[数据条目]
○ ○ ○ ○

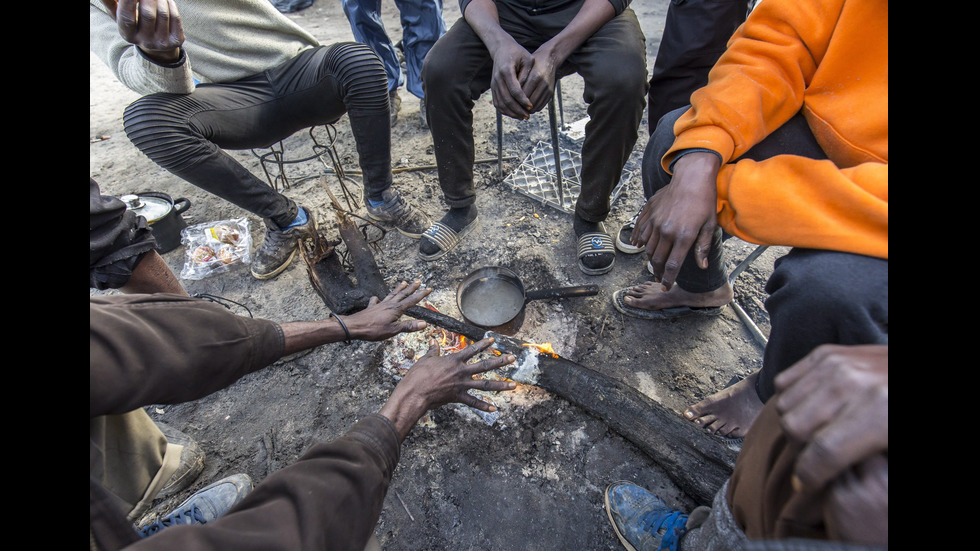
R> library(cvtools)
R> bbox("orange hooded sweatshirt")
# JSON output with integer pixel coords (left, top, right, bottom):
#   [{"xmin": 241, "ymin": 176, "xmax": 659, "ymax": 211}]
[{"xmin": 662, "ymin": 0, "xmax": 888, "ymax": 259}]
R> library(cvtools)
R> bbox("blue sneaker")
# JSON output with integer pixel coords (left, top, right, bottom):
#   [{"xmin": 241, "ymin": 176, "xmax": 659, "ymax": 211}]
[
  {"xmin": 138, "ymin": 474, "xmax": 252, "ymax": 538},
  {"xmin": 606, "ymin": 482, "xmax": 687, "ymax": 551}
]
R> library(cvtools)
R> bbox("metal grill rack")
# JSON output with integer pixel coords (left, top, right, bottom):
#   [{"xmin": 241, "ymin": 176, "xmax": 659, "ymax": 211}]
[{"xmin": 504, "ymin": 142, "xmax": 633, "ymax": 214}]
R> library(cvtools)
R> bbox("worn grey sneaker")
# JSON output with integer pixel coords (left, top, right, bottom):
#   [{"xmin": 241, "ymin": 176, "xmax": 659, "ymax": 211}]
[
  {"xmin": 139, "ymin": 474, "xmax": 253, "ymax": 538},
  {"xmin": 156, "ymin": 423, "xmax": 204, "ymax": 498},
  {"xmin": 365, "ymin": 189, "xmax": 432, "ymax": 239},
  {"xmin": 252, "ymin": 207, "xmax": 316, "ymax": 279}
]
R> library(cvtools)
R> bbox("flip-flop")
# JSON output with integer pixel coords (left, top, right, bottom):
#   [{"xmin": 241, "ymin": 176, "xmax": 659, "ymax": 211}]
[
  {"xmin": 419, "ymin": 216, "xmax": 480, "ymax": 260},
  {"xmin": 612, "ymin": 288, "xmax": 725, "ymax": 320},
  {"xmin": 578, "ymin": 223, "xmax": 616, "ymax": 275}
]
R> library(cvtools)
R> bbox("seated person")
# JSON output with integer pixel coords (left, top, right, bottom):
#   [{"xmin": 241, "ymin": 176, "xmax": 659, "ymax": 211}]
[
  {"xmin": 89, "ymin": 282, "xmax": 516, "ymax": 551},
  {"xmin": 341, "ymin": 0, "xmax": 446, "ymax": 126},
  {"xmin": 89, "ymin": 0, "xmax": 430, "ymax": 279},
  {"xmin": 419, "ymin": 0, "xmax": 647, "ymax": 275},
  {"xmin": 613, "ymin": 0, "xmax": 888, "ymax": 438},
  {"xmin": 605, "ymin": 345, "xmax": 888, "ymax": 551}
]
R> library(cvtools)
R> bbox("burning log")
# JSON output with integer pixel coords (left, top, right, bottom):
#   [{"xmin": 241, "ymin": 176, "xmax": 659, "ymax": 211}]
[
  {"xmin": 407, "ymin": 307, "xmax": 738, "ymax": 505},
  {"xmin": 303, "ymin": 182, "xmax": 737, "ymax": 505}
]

○ ○ ○ ○

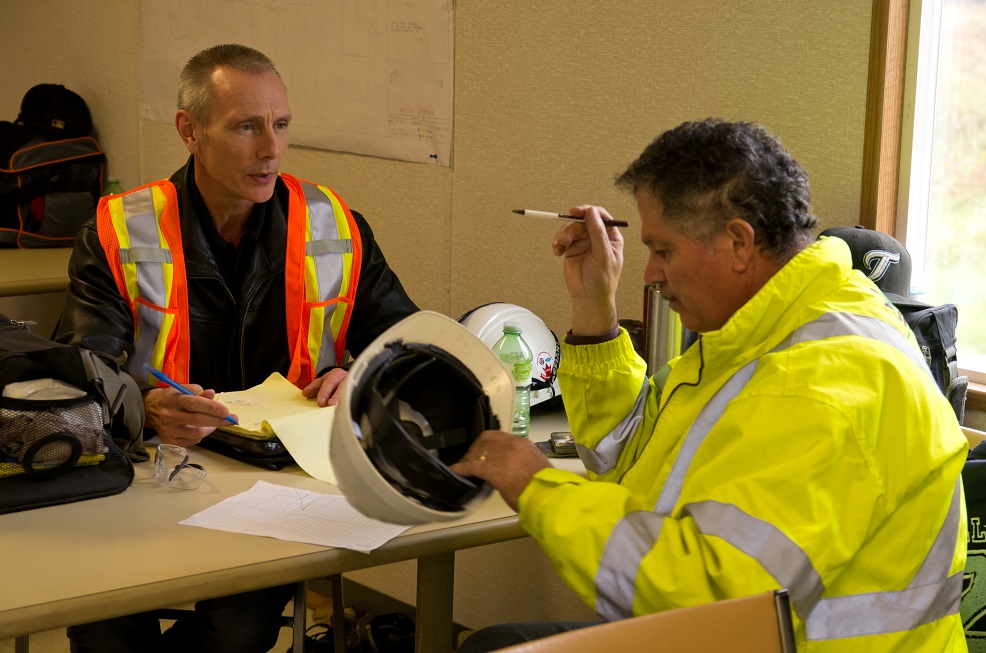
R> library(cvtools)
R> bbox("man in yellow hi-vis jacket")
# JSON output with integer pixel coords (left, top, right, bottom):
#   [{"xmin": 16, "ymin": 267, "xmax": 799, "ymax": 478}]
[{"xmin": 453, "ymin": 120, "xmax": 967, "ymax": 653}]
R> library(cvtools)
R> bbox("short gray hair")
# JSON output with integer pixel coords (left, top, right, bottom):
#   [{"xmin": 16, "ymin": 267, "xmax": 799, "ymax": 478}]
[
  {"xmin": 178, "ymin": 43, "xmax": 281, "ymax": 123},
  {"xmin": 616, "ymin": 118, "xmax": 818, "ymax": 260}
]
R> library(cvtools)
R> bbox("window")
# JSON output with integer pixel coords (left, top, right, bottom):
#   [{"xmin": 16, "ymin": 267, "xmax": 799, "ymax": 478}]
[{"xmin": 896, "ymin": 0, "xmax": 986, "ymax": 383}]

○ ○ ○ ○

**任务目标**
在上面的列表中找出所有包含字符串“bbox”的行，并把这些行原样抄出来。匹配时区分大小写。

**任务结果**
R> bbox("orange hooded sweatshirt")
R> bbox("blue sneaker")
R> bbox("metal grill rack")
R> bbox("worn grey sneaker")
R> bbox("flip-flop")
R> bbox("seated person")
R> bbox("burning log")
R> bbox("man in yellow hi-vis jacket")
R> bbox("short gray hair")
R> bbox("window")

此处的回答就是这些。